** DATASET RECORDS **
####################
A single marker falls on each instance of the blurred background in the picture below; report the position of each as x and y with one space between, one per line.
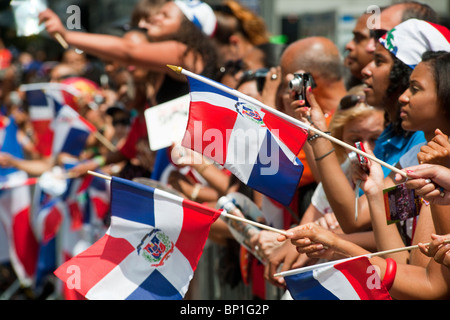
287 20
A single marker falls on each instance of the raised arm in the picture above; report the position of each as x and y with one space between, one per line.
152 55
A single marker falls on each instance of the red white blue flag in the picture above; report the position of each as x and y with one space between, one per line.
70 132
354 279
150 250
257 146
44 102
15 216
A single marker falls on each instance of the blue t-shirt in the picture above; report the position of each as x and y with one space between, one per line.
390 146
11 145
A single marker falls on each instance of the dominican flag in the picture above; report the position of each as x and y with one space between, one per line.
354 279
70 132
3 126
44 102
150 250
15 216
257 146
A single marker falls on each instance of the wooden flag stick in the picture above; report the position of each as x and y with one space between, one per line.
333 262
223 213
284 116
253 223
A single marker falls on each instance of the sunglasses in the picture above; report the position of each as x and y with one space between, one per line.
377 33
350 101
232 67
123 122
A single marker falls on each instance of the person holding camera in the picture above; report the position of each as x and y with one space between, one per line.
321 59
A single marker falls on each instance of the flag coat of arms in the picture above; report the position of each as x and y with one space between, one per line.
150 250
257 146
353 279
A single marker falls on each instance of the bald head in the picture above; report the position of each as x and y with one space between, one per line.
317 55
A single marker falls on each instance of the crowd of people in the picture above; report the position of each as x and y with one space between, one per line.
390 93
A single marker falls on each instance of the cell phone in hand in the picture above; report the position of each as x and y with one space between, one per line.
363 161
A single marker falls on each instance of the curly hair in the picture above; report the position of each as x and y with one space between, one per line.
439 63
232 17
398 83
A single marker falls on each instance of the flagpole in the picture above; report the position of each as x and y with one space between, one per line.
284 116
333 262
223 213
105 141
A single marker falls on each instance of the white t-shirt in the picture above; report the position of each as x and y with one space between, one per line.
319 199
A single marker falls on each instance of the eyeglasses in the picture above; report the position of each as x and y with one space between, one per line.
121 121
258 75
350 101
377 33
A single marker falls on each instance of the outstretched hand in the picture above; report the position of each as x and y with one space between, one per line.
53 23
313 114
####################
** WHAT YOU SHOULD DO **
From the line holding "A single marker falls on each instance of the eyeglasses" to the final line of the data, output each line exactly and nothing more.

** WRITTEN RESPONSE **
A single marker falls on each instance of the eyeglasses in the picture above; report the position of each as x and y with one space between, one per line.
121 121
258 75
350 101
377 33
A single marker falls on each instance of the outstretched hand in the picture above; report the position of each as x and y with one space between, one per line.
53 23
313 114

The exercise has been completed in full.